## EXERCISE PROMPT
Exact wording is required: give all the records again, minus the pictures.

═════ RECORDS PROVIDED

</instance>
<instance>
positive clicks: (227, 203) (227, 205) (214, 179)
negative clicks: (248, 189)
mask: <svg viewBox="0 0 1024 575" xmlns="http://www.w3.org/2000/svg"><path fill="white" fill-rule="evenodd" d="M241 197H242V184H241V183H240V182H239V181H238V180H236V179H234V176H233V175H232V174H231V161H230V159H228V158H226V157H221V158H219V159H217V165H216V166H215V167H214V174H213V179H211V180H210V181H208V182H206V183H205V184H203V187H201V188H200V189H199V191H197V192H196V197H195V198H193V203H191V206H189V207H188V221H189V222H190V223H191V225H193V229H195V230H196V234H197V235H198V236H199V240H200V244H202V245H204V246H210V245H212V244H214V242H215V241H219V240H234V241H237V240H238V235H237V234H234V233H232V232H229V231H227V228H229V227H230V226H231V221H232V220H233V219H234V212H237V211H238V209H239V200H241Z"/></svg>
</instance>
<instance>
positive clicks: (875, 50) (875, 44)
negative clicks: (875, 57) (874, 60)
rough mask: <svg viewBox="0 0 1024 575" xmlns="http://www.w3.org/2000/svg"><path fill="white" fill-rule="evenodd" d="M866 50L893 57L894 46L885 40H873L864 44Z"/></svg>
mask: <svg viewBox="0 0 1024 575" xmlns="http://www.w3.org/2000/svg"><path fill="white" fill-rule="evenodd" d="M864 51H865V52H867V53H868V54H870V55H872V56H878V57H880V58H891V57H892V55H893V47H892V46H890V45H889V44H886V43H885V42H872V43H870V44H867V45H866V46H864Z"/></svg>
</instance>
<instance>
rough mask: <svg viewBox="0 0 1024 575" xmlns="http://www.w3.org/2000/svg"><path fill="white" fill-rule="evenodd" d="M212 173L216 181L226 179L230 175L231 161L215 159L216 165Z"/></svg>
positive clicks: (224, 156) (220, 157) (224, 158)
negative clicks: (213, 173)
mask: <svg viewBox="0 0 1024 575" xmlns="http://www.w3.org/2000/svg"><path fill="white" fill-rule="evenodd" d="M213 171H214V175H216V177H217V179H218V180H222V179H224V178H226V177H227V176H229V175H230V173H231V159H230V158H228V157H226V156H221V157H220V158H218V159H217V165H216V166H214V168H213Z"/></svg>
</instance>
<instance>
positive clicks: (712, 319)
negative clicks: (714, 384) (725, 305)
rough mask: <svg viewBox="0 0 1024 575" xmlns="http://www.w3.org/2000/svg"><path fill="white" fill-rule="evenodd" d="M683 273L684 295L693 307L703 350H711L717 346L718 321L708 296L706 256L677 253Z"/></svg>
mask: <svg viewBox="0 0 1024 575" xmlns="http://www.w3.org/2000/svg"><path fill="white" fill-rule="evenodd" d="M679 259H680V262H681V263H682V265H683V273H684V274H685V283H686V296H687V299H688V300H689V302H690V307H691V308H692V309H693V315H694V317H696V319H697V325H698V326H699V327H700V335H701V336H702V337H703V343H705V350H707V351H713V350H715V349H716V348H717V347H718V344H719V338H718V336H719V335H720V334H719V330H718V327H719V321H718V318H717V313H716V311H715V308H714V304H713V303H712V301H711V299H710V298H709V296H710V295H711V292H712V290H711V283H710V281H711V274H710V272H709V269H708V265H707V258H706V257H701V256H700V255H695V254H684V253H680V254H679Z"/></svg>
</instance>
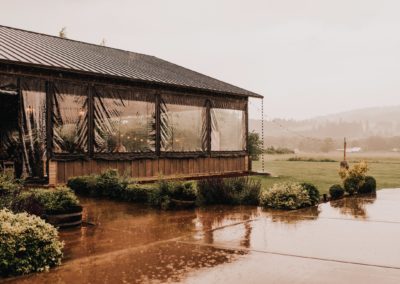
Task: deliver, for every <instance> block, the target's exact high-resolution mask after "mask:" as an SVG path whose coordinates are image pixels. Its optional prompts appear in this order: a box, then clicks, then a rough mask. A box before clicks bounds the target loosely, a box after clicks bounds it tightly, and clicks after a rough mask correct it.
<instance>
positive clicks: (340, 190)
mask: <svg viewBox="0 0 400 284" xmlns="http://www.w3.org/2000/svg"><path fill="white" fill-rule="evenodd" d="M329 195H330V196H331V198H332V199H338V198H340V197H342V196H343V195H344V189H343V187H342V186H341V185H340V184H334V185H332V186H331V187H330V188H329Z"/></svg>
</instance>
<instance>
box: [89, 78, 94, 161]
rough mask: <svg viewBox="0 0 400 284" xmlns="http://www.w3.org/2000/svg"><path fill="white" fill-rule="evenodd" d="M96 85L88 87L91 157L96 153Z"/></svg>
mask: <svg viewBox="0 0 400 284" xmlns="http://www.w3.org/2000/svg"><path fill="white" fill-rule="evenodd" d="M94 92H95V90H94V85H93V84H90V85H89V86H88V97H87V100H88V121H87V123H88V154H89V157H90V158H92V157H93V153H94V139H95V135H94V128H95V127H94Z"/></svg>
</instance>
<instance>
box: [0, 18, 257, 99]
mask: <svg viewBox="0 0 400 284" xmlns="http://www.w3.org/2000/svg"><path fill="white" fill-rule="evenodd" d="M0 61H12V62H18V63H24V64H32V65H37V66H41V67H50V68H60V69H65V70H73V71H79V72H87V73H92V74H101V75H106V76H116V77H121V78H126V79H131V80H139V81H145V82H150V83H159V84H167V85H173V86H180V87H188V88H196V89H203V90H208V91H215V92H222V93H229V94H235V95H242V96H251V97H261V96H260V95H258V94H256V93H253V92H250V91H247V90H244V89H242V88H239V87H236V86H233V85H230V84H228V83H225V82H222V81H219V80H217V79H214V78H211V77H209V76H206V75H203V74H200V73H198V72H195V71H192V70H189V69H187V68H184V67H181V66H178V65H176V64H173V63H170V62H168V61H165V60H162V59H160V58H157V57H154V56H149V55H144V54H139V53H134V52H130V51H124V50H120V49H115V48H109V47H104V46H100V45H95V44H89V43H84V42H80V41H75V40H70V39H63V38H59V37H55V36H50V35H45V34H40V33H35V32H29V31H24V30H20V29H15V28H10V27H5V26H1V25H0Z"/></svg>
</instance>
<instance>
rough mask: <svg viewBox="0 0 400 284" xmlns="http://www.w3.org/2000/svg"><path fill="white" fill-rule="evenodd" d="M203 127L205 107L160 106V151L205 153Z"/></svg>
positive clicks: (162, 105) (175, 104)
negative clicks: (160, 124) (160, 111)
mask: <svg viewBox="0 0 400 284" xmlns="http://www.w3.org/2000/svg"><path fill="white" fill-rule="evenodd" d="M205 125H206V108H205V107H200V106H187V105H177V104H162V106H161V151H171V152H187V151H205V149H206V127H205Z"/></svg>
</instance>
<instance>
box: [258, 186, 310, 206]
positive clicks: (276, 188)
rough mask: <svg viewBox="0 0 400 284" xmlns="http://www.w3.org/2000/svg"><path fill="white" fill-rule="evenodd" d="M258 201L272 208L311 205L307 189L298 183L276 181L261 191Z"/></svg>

══════════

## WORKED SOLUTION
</instance>
<instance>
positive clicks: (227, 203) (227, 205) (214, 179)
negative clicks: (248, 189)
mask: <svg viewBox="0 0 1024 575" xmlns="http://www.w3.org/2000/svg"><path fill="white" fill-rule="evenodd" d="M241 197H242V184H241V183H240V182H239V181H238V180H236V179H234V176H233V175H232V174H231V161H230V159H228V158H226V157H221V158H219V159H217V165H216V166H215V167H214V174H213V179H211V180H210V181H208V182H206V183H205V184H203V187H201V188H200V189H199V191H197V192H196V197H195V198H193V203H191V206H189V207H188V221H189V222H190V223H191V225H193V229H195V230H196V234H197V235H198V236H199V240H200V244H202V245H204V246H210V245H212V244H214V242H215V241H219V240H234V241H237V240H238V235H237V234H234V233H232V232H229V231H227V228H229V227H230V226H231V221H232V220H233V219H234V212H237V211H238V209H239V200H241Z"/></svg>
</instance>
<instance>
positive clicks: (875, 50) (875, 44)
negative clicks: (875, 57) (874, 60)
rough mask: <svg viewBox="0 0 1024 575" xmlns="http://www.w3.org/2000/svg"><path fill="white" fill-rule="evenodd" d="M866 50L893 57L894 46L885 40H873L864 44Z"/></svg>
mask: <svg viewBox="0 0 1024 575" xmlns="http://www.w3.org/2000/svg"><path fill="white" fill-rule="evenodd" d="M864 51H865V52H867V53H868V54H870V55H872V56H878V57H880V58H891V57H892V55H893V47H892V46H890V45H889V44H886V43H885V42H872V43H870V44H867V45H866V46H864Z"/></svg>
</instance>
<instance>
rough mask: <svg viewBox="0 0 1024 575" xmlns="http://www.w3.org/2000/svg"><path fill="white" fill-rule="evenodd" d="M212 173L216 181L226 179L230 175L231 161L215 159L216 165Z"/></svg>
positive clicks: (224, 156) (220, 157) (224, 158)
negative clicks: (213, 173)
mask: <svg viewBox="0 0 1024 575" xmlns="http://www.w3.org/2000/svg"><path fill="white" fill-rule="evenodd" d="M213 171H214V175H216V177H217V179H218V180H222V179H224V178H226V177H227V176H229V175H230V173H231V159H230V158H228V157H226V156H221V157H220V158H218V159H217V165H216V166H214V168H213Z"/></svg>
</instance>
<instance>
positive clicks: (712, 319)
negative clicks: (714, 384) (725, 305)
rough mask: <svg viewBox="0 0 1024 575" xmlns="http://www.w3.org/2000/svg"><path fill="white" fill-rule="evenodd" d="M683 273L684 295L693 307L703 350H711L717 346L718 321L708 296L706 256L677 253Z"/></svg>
mask: <svg viewBox="0 0 1024 575" xmlns="http://www.w3.org/2000/svg"><path fill="white" fill-rule="evenodd" d="M679 259H680V262H681V263H682V265H683V273H684V274H685V283H686V296H687V299H688V300H689V302H690V307H691V308H692V309H693V315H694V317H696V319H697V325H698V326H699V327H700V335H701V336H702V337H703V343H705V350H707V351H713V350H715V349H716V348H717V347H718V344H719V338H718V336H719V335H720V334H719V330H718V327H719V321H718V318H717V313H716V311H715V308H714V304H713V303H712V301H711V299H710V298H709V296H710V295H711V292H712V290H711V283H710V281H711V274H710V272H709V269H708V265H707V258H706V257H701V256H700V255H695V254H684V253H680V254H679Z"/></svg>
</instance>
Task: deliver, for every <instance> block, the target's exact high-resolution mask after "mask:" as an SVG path whose coordinates are image pixels. Its optional prompts appear in this order: a box, then clicks, then a rough mask. A box before clicks bounds the target loosely, a box after clicks bounds it tightly, and clicks after a rough mask correct it.
<instance>
positive clicks: (340, 190)
mask: <svg viewBox="0 0 400 284" xmlns="http://www.w3.org/2000/svg"><path fill="white" fill-rule="evenodd" d="M329 195H330V196H331V198H332V199H338V198H340V197H342V196H343V195H344V189H343V187H342V186H341V185H340V184H334V185H332V186H331V187H330V188H329Z"/></svg>
</instance>
<instance>
box: [89, 78, 94, 161]
rough mask: <svg viewBox="0 0 400 284" xmlns="http://www.w3.org/2000/svg"><path fill="white" fill-rule="evenodd" d="M96 85L88 87L91 157L96 153Z"/></svg>
mask: <svg viewBox="0 0 400 284" xmlns="http://www.w3.org/2000/svg"><path fill="white" fill-rule="evenodd" d="M94 92H95V90H94V85H93V84H90V85H89V86H88V97H87V100H88V121H87V123H88V154H89V157H90V158H92V157H93V153H94V139H95V135H94V128H95V127H94Z"/></svg>
</instance>
<instance>
box: [0, 18, 257, 99]
mask: <svg viewBox="0 0 400 284" xmlns="http://www.w3.org/2000/svg"><path fill="white" fill-rule="evenodd" d="M0 61H12V62H18V63H24V64H32V65H37V66H41V67H50V68H60V69H65V70H73V71H79V72H87V73H92V74H101V75H106V76H116V77H121V78H126V79H131V80H139V81H145V82H150V83H159V84H167V85H173V86H180V87H188V88H196V89H203V90H208V91H215V92H222V93H229V94H235V95H242V96H251V97H261V96H260V95H258V94H256V93H253V92H250V91H247V90H244V89H242V88H239V87H236V86H233V85H230V84H228V83H225V82H222V81H219V80H217V79H214V78H211V77H209V76H206V75H203V74H200V73H198V72H195V71H192V70H189V69H187V68H184V67H181V66H178V65H176V64H173V63H170V62H168V61H165V60H162V59H160V58H157V57H154V56H149V55H144V54H139V53H134V52H130V51H124V50H120V49H115V48H109V47H104V46H100V45H95V44H89V43H84V42H80V41H75V40H70V39H63V38H59V37H55V36H50V35H45V34H40V33H35V32H29V31H24V30H20V29H15V28H10V27H5V26H1V25H0Z"/></svg>
</instance>
<instance>
rough mask: <svg viewBox="0 0 400 284" xmlns="http://www.w3.org/2000/svg"><path fill="white" fill-rule="evenodd" d="M203 127L205 107L160 106V151L205 153Z"/></svg>
positive clicks: (162, 105) (175, 104)
negative clicks: (160, 124) (160, 111)
mask: <svg viewBox="0 0 400 284" xmlns="http://www.w3.org/2000/svg"><path fill="white" fill-rule="evenodd" d="M205 125H206V108H205V107H200V106H187V105H177V104H162V106H161V151H171V152H187V151H205V149H206V127H205Z"/></svg>
</instance>
<instance>
box: [258, 186, 310, 206]
positive clicks: (276, 188)
rough mask: <svg viewBox="0 0 400 284" xmlns="http://www.w3.org/2000/svg"><path fill="white" fill-rule="evenodd" d="M258 201L272 208L311 205L307 189L298 183L276 181L261 191Z"/></svg>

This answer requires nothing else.